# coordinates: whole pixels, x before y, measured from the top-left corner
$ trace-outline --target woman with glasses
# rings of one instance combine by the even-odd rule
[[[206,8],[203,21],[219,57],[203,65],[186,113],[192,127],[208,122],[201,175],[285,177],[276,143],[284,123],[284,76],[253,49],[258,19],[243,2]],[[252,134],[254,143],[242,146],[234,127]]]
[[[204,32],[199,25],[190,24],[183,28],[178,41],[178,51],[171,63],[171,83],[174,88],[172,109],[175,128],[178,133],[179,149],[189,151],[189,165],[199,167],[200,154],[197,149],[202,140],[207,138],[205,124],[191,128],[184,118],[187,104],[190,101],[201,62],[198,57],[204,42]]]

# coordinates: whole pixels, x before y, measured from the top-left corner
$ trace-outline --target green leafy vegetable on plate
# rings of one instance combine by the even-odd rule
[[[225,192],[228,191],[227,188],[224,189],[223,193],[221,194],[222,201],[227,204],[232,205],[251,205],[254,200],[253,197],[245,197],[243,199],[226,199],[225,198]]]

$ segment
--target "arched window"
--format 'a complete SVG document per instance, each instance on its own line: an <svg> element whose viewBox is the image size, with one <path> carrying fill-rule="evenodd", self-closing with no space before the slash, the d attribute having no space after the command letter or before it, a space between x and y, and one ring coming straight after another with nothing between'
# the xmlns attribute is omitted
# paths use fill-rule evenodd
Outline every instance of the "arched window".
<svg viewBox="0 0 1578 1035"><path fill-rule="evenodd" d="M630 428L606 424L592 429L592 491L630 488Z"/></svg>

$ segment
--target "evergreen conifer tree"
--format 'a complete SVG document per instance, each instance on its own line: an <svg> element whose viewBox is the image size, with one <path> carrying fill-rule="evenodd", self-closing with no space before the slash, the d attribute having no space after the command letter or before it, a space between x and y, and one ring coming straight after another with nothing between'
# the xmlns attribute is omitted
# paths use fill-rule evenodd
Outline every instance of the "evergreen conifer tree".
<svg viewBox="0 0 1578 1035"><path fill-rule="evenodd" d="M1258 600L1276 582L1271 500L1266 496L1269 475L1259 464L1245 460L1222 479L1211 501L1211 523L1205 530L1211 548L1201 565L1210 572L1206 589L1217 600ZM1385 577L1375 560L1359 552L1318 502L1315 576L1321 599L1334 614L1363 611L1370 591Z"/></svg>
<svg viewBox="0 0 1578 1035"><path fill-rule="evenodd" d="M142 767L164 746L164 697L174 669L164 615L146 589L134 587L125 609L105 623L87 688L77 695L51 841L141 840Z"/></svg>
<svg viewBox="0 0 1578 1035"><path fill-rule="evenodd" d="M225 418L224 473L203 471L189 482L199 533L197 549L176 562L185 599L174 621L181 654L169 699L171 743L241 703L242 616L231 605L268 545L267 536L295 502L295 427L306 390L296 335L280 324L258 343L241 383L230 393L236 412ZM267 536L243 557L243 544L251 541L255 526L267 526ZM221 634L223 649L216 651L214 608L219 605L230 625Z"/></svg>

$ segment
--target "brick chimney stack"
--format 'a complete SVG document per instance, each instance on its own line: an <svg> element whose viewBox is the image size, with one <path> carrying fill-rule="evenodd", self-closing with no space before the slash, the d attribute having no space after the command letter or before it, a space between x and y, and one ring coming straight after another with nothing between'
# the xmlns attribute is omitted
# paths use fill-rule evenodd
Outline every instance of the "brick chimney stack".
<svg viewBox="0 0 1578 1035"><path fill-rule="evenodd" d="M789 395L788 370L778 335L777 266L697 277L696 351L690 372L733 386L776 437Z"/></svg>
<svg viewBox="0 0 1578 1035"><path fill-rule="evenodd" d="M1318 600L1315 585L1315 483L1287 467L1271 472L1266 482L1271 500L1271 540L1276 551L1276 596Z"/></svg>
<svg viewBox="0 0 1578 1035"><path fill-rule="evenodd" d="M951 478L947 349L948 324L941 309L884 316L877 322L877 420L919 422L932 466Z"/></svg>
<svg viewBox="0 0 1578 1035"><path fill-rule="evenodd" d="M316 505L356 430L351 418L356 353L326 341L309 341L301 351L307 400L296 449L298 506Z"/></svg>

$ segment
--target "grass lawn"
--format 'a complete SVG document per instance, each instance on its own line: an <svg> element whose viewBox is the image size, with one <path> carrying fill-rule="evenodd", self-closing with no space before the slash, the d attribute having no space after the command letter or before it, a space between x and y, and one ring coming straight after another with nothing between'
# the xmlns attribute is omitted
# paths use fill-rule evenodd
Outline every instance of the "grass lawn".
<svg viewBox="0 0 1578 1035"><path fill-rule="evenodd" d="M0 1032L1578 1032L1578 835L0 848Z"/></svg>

==========

- _What is being asked_
Output each line of the material exactly as it was written above.

- _Result for this task_
# coordinates: whole pixels, x before y, measured from the top-left corner
$ trace-outline --target woman with glasses
# rings of one instance combine by the even-odd rule
[[[206,8],[203,21],[219,57],[203,65],[186,113],[192,127],[208,122],[201,175],[285,177],[276,143],[284,123],[284,76],[253,49],[258,19],[243,2]],[[252,134],[254,143],[242,146],[234,127]]]
[[[204,32],[199,25],[190,24],[183,28],[178,41],[178,51],[171,63],[171,83],[174,88],[172,109],[175,128],[178,133],[179,149],[189,151],[189,165],[199,167],[200,154],[197,149],[202,140],[207,138],[205,124],[191,128],[184,118],[187,104],[190,101],[201,62],[198,57],[204,42]]]

# coordinates: whole pixels, x before y, measured from the top-left corner
$ trace-outline --target green leafy vegetable on plate
# rings of one instance combine by the even-odd rule
[[[225,192],[228,191],[227,188],[224,189],[223,193],[221,194],[222,201],[227,204],[232,205],[251,205],[254,200],[253,197],[245,197],[243,199],[226,199],[225,198]]]

$ segment
--target "arched window"
--format 'a complete SVG document per instance, each instance on its own line: an <svg> element whose viewBox is the image size, with one <path> carrying fill-rule="evenodd", self-closing with no space before the slash, the d attribute having no space after the command letter or before it, a space between x and y, and one ring coming straight after another with nothing between'
# the xmlns attribute is omitted
# paths use fill-rule evenodd
Outline every instance of the "arched window".
<svg viewBox="0 0 1578 1035"><path fill-rule="evenodd" d="M630 428L606 424L592 429L592 491L630 488Z"/></svg>

$ segment
--target "evergreen conifer tree"
--format 'a complete SVG document per instance, each instance on its own line: an <svg> element whose viewBox is the image size, with one <path> carrying fill-rule="evenodd", self-closing with no space before the slash, the d attribute having no space after the command letter or before it, a space between x and y, and one ring coming straight after another with nothing between'
# the xmlns attribute is omitted
# paths use fill-rule evenodd
Outline every instance of the "evergreen conifer tree".
<svg viewBox="0 0 1578 1035"><path fill-rule="evenodd" d="M1258 600L1276 582L1271 500L1266 496L1269 475L1259 464L1245 460L1222 479L1211 501L1211 523L1205 530L1211 548L1201 565L1210 572L1206 589L1217 600ZM1385 577L1375 560L1359 552L1318 502L1315 576L1321 599L1334 614L1363 611L1370 591Z"/></svg>
<svg viewBox="0 0 1578 1035"><path fill-rule="evenodd" d="M142 767L164 746L164 697L174 669L164 615L146 589L134 587L125 609L105 623L87 688L77 695L51 841L141 840Z"/></svg>
<svg viewBox="0 0 1578 1035"><path fill-rule="evenodd" d="M225 418L224 473L203 471L189 482L199 533L197 549L176 562L185 599L174 621L181 654L169 699L171 743L241 703L242 616L231 605L268 545L267 536L295 502L295 427L306 390L296 335L280 324L258 343L241 383L230 393L236 412ZM267 536L243 557L243 544L251 541L255 526L267 526ZM221 634L223 649L216 651L214 608L219 605L230 625Z"/></svg>

$ segment
--target "brick chimney stack"
--format 'a complete SVG document per instance, each instance on its own line: an <svg> element whose viewBox is the image size, with one <path> carrying fill-rule="evenodd", self-closing with no space before the slash, the d attribute having no space after the command letter or before it, a space between x and y, and one ring coming straight after another with nothing between'
# the xmlns attribute is omitted
# paths use fill-rule evenodd
Outline every instance of the "brick chimney stack".
<svg viewBox="0 0 1578 1035"><path fill-rule="evenodd" d="M789 395L788 370L778 335L777 266L697 277L696 351L690 372L733 386L776 437Z"/></svg>
<svg viewBox="0 0 1578 1035"><path fill-rule="evenodd" d="M1318 600L1315 585L1315 483L1287 467L1271 472L1266 482L1271 500L1271 540L1276 551L1276 596Z"/></svg>
<svg viewBox="0 0 1578 1035"><path fill-rule="evenodd" d="M951 478L947 349L948 324L941 309L884 316L877 322L877 420L919 422L932 466Z"/></svg>
<svg viewBox="0 0 1578 1035"><path fill-rule="evenodd" d="M316 505L356 430L351 418L356 353L326 341L309 341L301 351L307 400L296 449L298 506Z"/></svg>

$ segment
--target "grass lawn"
--format 'a complete SVG document per instance, each instance on its own line: an <svg> element whose viewBox is the image size, with one <path> carrying fill-rule="evenodd", self-closing with no space before the slash, the d attribute having no space after the command letter or before it, a space between x and y, and one ring coming straight after another with nothing between'
# the xmlns attribute is omitted
# paths use fill-rule evenodd
Outline every instance of the "grass lawn".
<svg viewBox="0 0 1578 1035"><path fill-rule="evenodd" d="M0 1032L1578 1032L1578 835L0 848Z"/></svg>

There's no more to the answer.